> _WHAT YOU HAVE TO DO_
Copy out all the lines of the data that hold the word "grass".

(Stored items)
● ● ● ● ● ● ●

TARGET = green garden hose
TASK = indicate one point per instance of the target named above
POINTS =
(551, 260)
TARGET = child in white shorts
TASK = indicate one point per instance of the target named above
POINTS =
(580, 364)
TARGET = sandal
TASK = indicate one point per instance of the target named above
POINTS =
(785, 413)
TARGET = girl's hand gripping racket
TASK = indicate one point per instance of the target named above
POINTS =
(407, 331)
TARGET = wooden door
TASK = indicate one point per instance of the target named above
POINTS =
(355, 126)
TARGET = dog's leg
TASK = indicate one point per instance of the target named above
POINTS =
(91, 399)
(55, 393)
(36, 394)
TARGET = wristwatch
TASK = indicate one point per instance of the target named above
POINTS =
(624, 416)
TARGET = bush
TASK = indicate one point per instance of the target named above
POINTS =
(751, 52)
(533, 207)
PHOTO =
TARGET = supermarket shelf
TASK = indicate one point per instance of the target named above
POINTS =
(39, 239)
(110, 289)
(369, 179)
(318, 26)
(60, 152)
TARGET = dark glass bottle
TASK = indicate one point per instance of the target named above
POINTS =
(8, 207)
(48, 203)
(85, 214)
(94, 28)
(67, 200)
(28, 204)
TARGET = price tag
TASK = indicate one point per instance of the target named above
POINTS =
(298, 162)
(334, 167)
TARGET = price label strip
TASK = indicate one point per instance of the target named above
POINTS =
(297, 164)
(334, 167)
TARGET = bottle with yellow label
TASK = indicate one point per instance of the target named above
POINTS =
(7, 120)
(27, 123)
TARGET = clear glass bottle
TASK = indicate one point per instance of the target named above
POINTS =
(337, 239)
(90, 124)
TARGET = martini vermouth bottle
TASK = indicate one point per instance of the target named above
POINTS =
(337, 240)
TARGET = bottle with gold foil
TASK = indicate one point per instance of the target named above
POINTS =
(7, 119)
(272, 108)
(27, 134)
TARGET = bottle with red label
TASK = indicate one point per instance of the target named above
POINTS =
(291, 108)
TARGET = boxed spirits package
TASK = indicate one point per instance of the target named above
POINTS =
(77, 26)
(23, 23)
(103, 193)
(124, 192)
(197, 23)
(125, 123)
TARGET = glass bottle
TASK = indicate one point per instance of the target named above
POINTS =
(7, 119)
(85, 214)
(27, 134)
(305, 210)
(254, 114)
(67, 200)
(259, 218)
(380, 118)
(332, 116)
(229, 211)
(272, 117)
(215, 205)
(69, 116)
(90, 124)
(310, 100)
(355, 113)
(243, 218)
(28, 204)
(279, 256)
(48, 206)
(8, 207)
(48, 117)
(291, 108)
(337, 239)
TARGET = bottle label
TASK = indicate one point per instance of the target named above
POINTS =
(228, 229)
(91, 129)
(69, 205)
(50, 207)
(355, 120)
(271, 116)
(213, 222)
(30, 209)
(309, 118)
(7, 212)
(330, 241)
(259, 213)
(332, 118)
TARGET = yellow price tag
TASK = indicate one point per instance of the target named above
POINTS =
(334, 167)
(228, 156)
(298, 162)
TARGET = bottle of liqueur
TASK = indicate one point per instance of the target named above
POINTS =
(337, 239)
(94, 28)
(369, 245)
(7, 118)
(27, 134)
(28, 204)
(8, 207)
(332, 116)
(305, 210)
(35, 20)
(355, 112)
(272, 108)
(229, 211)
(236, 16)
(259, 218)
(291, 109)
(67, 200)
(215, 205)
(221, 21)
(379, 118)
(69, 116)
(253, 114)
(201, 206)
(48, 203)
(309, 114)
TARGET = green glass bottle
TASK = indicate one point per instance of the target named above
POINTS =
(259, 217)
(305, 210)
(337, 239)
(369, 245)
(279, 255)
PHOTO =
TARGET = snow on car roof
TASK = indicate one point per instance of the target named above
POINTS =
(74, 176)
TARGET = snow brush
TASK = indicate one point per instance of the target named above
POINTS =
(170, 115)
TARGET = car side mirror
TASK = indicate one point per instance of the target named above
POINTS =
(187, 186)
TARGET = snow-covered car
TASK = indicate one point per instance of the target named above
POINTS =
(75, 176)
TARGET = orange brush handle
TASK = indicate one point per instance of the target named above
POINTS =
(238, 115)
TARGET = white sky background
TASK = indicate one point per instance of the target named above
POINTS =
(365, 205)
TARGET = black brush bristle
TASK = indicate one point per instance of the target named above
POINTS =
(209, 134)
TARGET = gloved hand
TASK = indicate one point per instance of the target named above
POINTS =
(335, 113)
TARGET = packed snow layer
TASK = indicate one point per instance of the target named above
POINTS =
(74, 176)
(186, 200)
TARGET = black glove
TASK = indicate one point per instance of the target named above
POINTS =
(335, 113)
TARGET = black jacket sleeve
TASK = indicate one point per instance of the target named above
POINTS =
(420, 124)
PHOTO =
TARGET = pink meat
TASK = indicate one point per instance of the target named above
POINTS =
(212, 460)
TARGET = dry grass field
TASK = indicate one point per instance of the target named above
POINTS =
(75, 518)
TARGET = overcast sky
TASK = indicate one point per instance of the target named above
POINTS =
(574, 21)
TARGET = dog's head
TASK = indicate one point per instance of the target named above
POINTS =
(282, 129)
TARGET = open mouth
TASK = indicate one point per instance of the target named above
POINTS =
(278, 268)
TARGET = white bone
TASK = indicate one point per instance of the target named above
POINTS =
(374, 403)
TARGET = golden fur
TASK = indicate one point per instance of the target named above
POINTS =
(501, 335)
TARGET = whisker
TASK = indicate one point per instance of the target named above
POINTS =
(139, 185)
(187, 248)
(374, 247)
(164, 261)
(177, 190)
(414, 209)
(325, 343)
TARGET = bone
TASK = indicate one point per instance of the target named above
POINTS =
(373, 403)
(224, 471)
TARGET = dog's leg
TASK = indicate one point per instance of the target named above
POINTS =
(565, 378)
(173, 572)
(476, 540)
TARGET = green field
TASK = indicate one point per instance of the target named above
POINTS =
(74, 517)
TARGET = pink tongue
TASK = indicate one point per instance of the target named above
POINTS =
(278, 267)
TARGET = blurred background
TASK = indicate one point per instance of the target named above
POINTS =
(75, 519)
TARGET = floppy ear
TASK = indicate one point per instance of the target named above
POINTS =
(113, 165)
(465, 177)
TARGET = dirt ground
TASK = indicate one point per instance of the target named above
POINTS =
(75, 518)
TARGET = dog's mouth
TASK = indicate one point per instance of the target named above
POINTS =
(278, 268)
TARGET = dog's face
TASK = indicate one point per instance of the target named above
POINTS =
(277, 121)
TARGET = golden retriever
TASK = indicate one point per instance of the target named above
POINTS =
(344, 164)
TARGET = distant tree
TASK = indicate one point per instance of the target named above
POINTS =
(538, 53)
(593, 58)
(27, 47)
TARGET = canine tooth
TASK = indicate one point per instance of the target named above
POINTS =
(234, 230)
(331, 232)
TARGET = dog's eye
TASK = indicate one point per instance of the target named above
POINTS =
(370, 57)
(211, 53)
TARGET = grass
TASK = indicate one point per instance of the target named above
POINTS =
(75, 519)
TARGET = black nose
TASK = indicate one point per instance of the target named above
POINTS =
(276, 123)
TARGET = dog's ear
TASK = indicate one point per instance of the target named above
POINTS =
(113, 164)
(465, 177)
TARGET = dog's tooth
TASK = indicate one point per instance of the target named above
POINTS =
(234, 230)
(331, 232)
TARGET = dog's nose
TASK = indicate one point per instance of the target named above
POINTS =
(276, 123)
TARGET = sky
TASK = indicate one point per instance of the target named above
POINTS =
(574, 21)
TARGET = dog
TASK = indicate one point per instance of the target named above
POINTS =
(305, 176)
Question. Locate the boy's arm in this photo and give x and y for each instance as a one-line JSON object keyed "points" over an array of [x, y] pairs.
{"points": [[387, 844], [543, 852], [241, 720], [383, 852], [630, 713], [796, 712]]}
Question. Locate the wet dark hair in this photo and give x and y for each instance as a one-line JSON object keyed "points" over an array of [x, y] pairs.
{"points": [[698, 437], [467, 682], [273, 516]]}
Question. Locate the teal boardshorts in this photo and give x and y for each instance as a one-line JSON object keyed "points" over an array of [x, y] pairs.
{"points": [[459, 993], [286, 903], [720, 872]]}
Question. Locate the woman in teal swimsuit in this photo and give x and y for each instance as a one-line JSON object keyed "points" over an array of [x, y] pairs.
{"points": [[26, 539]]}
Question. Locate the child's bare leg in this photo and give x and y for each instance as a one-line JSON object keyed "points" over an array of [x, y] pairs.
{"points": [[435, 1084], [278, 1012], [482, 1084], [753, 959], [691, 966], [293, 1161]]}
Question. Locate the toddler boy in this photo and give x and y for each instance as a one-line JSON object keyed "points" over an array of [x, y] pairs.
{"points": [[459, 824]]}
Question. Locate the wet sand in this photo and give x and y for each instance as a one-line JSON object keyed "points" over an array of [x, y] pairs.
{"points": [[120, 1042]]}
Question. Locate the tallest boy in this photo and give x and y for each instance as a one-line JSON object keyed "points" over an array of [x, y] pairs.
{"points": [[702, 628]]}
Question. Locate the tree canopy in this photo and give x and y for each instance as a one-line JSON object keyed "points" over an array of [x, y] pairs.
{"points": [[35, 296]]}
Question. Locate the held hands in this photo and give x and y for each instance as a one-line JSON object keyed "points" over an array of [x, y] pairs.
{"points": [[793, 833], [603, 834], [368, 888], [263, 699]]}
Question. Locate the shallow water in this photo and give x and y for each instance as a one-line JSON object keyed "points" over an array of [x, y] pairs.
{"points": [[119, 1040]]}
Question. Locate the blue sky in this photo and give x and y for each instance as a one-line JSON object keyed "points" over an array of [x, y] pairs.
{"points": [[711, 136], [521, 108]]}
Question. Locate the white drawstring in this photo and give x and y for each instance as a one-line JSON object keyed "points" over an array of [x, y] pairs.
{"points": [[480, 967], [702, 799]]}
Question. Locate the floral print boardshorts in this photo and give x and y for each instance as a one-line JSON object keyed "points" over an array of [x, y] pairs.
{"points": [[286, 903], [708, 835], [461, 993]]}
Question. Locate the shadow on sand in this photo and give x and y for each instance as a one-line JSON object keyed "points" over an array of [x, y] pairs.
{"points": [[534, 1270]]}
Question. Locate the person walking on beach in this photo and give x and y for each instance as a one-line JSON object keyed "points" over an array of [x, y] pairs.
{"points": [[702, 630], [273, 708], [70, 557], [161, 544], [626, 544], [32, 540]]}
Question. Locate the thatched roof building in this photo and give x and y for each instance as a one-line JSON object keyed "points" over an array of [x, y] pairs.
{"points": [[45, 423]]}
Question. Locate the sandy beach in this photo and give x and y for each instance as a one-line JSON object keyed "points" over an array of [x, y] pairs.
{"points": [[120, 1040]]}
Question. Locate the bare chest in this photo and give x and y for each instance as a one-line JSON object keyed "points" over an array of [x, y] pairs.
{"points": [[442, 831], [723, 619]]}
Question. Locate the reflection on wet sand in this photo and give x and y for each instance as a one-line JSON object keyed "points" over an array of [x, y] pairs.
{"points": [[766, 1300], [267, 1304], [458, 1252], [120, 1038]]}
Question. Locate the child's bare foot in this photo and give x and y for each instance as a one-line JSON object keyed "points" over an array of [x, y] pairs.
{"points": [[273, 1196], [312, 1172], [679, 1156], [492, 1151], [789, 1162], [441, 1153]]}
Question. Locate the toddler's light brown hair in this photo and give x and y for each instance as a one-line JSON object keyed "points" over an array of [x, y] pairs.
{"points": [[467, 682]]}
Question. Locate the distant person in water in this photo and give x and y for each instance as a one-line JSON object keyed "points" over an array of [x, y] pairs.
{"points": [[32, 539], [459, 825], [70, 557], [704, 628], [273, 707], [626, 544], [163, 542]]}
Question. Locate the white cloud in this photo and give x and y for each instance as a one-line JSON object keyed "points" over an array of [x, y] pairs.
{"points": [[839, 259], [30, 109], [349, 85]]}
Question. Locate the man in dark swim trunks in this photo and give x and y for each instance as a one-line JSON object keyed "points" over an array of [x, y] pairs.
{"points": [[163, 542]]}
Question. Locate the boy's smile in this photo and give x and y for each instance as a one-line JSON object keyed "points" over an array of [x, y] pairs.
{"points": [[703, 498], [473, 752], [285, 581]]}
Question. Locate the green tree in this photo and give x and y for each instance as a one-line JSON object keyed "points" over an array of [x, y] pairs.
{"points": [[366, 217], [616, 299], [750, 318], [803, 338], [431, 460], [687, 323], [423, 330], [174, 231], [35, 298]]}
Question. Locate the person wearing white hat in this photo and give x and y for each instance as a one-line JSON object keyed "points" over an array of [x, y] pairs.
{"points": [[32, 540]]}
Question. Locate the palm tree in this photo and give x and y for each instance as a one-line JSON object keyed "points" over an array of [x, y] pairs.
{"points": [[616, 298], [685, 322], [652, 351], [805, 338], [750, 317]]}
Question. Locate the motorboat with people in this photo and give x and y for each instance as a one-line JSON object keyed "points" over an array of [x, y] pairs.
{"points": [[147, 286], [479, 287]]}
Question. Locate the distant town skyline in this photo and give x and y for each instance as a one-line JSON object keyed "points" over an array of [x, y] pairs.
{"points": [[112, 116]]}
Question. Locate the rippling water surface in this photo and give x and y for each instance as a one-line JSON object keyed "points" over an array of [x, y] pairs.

● ● ● ● ● ● ●

> _PROBLEM SOLUTION_
TARGET = dry grass field
TARGET = grass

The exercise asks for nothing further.